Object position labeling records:

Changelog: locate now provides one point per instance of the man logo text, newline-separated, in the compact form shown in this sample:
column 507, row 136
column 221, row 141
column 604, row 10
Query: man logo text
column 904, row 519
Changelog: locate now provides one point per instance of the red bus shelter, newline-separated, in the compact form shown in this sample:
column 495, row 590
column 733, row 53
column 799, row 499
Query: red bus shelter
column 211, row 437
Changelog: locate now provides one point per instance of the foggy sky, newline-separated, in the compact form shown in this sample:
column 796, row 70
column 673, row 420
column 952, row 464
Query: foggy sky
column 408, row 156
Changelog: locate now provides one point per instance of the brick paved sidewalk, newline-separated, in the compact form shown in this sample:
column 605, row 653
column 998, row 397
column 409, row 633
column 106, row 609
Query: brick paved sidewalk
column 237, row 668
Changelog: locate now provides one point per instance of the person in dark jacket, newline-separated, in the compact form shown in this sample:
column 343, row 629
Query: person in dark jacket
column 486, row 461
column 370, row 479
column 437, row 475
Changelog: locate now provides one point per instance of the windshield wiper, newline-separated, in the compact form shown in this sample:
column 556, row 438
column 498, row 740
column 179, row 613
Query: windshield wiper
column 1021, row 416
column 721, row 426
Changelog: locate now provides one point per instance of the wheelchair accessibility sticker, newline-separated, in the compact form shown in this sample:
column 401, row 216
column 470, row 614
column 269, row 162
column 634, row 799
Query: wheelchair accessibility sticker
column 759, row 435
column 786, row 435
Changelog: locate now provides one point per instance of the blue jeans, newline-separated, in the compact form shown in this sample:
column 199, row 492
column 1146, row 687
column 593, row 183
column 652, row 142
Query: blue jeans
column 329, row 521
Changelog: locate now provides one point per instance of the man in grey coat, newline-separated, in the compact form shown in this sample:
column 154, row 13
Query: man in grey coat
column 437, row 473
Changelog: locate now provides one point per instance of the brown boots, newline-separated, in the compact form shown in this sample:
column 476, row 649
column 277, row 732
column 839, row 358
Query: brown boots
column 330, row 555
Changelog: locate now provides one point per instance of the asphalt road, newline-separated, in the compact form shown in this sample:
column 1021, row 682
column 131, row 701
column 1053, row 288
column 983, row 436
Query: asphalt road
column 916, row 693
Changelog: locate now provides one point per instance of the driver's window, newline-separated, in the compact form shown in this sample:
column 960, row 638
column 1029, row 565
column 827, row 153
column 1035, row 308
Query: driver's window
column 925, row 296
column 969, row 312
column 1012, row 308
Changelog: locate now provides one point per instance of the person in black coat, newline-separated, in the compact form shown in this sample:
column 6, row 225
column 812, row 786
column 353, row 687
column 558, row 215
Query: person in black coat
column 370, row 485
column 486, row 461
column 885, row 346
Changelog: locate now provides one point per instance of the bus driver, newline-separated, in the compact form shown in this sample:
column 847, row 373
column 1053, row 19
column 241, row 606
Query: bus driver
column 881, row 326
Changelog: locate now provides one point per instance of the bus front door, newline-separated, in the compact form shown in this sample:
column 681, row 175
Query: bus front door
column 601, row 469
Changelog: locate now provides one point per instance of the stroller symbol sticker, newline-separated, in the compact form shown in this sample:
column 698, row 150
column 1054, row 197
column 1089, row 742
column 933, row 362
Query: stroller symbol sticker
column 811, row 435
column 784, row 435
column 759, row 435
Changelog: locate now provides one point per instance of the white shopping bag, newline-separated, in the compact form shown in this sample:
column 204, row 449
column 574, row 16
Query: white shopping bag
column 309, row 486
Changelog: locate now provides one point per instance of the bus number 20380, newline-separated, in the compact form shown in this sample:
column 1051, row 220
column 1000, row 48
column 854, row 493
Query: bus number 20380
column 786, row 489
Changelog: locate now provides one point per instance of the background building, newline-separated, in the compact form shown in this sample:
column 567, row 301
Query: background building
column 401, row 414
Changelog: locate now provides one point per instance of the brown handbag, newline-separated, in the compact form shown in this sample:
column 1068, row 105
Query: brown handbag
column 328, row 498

DIRECTIONS FOR THIS TASK ::
Copy the records above word for word, everything from the line containing "of the asphalt" down to the line containing "column 916, row 693", including both of those lines.

TASK RESULT ::
Changelog: locate now provides one point per instance of the asphalt road, newline-separated, in the compact form shown in this sample:
column 1021, row 682
column 131, row 701
column 1053, row 288
column 983, row 436
Query: asphalt road
column 916, row 693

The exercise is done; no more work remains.